**Work task 1**
In the text on the WA Ballet board, how many board members does Ms Puzey want?
**Work task 2**
Write a continuation of the text on the WA Ballet board, starting after its final sentence.

**Document text**

Segment Open

The latest addition to the board will be the head of Wesfarmers’ Kleenheat business, Tanya Rybarczyk, who starts this month.
Other recruits this year include financial adviser Andrea Morgan and former Art Gallery of WA director Alan Dodge while Suzanne Ardagh started late last year.
“I want to find two more, I want the board to be 10,” Ms Puzey said.
The rebuild comes after multiple exits over the past 18 months, including Mr Palermo, who recently started as chair of the Royal Perth Hospital Medical Research Foundation.
Other exits include former Woodside executives Sherry Duhe (who was chair until June 2022) and Amy Nielsen (who transferred to Houston) plus Karratha-based Megan Wood-Hill.
Ms Duhe’s formal handover to Ms Puzey (in June last year) came nearly six months after she took up a new role in Melbourne, as chief financial officer at gold miner Newcrest.
It also came one day after the surprise exit of executive director Olivier David, who had been in the role for just 12 months.
As well as multiple people changes, WA Ballet has gone through a shift in corporate supporters.
Woodside Energy had been principal sponsor for the past decade – that was reflected in Woodside nominees chairing the board over this period.
Woodside is now one of three ‘lead partners’ alongside the Roy Hill Community Foundation and Wesfarmers Arts.

Segment Closed

**Region pointing data**
Segment Open

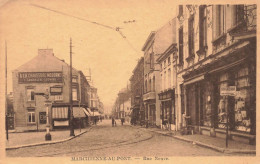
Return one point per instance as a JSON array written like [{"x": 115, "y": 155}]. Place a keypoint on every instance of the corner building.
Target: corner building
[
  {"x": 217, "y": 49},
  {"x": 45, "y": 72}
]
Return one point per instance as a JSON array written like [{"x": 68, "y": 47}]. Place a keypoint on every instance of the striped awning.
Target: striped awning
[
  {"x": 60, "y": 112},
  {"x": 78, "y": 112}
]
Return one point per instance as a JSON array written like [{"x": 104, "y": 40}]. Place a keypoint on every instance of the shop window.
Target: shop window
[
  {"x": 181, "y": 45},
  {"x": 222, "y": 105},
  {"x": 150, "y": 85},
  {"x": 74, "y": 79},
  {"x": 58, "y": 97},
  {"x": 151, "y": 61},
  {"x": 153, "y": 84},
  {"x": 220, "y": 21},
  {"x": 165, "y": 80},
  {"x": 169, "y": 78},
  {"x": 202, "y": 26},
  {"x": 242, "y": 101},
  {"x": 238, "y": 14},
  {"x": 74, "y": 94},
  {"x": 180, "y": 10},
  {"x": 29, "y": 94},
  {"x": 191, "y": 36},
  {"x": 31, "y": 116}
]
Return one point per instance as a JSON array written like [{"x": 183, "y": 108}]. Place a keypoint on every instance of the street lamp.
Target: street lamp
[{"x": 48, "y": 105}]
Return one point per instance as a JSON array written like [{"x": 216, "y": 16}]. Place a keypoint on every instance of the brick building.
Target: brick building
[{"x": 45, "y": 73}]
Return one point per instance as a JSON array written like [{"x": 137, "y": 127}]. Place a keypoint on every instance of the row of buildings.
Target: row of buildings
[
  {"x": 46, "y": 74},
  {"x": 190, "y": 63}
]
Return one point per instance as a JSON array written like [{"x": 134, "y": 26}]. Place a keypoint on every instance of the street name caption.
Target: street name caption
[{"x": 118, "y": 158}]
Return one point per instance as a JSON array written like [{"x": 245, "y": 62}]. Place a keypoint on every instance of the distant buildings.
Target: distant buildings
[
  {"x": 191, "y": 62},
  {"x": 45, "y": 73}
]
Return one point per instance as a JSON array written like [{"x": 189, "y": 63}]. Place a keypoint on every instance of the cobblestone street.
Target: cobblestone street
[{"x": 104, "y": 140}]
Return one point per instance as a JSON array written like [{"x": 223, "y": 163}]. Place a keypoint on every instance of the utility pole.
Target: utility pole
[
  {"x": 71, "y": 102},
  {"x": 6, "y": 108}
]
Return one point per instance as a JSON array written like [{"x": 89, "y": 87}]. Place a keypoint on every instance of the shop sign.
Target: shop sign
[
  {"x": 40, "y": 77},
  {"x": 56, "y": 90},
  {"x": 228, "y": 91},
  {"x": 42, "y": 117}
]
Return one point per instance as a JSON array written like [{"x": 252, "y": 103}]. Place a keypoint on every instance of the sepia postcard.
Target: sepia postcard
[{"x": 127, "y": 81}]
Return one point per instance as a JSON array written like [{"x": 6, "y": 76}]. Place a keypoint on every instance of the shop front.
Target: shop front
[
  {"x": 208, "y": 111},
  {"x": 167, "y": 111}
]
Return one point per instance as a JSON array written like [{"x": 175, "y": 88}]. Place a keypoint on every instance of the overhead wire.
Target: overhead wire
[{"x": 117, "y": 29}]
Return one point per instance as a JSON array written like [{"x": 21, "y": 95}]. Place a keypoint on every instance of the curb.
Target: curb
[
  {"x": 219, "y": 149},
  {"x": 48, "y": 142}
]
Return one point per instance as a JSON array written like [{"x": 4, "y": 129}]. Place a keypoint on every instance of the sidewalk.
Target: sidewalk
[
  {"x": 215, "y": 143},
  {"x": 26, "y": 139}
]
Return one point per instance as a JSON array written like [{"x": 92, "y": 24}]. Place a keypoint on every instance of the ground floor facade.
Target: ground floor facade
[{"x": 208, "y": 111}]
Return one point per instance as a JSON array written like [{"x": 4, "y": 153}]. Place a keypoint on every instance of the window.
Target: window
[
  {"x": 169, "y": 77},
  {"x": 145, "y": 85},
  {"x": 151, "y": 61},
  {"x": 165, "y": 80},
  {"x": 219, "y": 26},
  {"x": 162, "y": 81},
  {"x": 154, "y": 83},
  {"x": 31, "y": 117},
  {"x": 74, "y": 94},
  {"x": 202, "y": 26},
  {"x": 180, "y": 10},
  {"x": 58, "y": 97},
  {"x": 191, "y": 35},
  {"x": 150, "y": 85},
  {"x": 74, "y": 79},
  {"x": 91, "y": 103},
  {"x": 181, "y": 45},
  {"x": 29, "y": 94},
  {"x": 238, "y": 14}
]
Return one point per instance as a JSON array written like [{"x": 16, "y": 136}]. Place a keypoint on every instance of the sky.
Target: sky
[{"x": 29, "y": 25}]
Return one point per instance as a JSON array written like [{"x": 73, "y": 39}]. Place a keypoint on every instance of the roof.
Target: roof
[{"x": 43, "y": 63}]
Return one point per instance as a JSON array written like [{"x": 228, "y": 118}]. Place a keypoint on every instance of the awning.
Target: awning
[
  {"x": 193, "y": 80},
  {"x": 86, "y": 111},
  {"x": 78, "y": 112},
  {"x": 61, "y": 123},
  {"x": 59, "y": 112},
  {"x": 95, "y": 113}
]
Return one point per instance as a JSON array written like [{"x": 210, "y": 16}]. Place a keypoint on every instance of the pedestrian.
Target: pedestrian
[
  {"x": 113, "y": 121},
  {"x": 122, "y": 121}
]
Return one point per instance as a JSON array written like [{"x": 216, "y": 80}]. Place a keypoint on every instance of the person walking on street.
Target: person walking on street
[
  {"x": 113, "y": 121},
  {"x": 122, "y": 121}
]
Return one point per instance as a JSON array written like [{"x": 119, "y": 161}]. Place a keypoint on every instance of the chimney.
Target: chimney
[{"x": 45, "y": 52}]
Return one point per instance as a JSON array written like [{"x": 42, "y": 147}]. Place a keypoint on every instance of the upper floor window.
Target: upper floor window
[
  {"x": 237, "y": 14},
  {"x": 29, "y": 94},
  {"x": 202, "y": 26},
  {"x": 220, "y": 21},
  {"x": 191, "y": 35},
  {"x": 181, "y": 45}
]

Segment Closed

**Response area 1**
Ten.

**Response area 2**
It has also shifted its focus, to become the lead investor in the new regional development fund.
Ms Puzey said the foundation was designed to deliver ongoing and sustainable development opportunities for regional WA.
“There has been a tendency, across the arts sector, to react to funding,” she said.
“We get funding from a particular corporate sponsor to go to a particular community.
“We want to change that.”
The fund will assist with the maintenance and growth of regional access and outreach activities and shape them around community needs.
Beneficiaries of the fund will be primarily young people in regional communities – with a distinct focus on education, wellbeing and talent pathway development.
Ms Puzey said the fund would not just focus on dancers.
It would also look to support people learning about back-stage production, lighting and so on.
“We want to allow those people to get experience with a ballet company,” she said.
Financials
WA Ballet posted a net loss of $762,000 for the year to December 2022 on total income of $14.4 million, making it WA’s eighth largest arts organisation.
That followed unusually strong profits in the two previous years of $2.5 million and $3.3 million respectively.
They were an aberration – looking at its net result over the past decade, it has incurred losses in seven of 10 years.
While it is not a profit-making venture, it does need to be financially sustainable.
Like many other arts companies, WA Ballet performed unusually well during COVID as it qualified for extra government support, including JobKeeper, and had reduced costs because of fewer performances.
Ms Puzey said the pandemic has had a lasting impact on audience behaviour.
“The propensity to buy tickets has changed,” she said, with people less likely to subscribe and purchases being much more spontaneous and last minute.
“That makes it much harder to plan.”
Ms Puzey said the FY22 result partly reflected the company’s commitment to two expensive productions, Swan Lake in conjunction with Barry Maguire and Goldberg Variations.
Goldberg excelled artistically but did not sell well.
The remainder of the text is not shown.